* [Listed entries]
■ ■ ■ ■ ■

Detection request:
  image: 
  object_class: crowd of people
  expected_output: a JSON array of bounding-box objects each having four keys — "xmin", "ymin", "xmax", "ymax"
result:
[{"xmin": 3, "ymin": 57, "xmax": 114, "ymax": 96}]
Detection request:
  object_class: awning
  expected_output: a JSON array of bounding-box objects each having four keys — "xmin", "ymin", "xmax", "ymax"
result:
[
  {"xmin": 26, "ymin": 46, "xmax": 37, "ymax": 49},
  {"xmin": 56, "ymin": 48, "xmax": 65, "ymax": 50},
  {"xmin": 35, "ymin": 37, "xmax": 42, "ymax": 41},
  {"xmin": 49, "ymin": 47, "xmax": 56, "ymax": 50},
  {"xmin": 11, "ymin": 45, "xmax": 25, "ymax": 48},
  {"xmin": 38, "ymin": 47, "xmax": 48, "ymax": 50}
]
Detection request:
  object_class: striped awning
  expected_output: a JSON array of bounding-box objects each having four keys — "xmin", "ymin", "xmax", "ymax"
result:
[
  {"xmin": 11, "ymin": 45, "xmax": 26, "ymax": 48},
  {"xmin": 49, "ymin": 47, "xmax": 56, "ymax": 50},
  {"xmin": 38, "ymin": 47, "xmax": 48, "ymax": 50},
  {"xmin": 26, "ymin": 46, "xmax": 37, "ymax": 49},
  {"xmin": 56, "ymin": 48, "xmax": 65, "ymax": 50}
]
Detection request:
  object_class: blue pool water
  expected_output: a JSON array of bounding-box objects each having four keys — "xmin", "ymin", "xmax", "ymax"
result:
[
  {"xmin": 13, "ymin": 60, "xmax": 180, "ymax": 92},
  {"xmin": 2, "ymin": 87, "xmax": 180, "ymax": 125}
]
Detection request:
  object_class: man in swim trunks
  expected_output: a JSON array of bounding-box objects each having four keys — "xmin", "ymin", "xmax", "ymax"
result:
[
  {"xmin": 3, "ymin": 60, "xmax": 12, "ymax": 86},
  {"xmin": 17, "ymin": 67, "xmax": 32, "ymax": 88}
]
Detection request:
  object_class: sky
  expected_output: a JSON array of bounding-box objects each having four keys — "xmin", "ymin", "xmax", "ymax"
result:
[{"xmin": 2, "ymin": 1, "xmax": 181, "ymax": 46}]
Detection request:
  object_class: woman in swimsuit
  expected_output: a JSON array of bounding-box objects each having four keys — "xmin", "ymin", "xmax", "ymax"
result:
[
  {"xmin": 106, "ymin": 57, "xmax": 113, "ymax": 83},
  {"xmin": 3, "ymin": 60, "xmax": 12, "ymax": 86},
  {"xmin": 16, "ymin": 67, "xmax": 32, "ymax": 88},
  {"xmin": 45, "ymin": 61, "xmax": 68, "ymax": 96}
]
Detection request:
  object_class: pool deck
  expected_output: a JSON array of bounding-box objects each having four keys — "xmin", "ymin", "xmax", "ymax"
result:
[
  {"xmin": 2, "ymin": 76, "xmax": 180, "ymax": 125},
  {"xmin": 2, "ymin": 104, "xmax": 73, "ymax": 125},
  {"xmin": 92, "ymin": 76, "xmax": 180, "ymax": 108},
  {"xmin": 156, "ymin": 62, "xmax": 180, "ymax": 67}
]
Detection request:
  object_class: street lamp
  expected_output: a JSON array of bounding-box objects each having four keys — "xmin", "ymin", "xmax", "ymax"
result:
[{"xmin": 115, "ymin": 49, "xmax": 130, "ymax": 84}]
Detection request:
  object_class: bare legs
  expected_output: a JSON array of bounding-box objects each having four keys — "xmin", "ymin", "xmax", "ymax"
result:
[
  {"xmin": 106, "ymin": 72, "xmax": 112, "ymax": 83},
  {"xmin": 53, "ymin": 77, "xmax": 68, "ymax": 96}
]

■ ■ ■ ■ ■

* [Objective]
Count the lines of the records that contain the string "pool", treating uppercase and lowercase as different. Give only the number.

* [Exercise answer]
2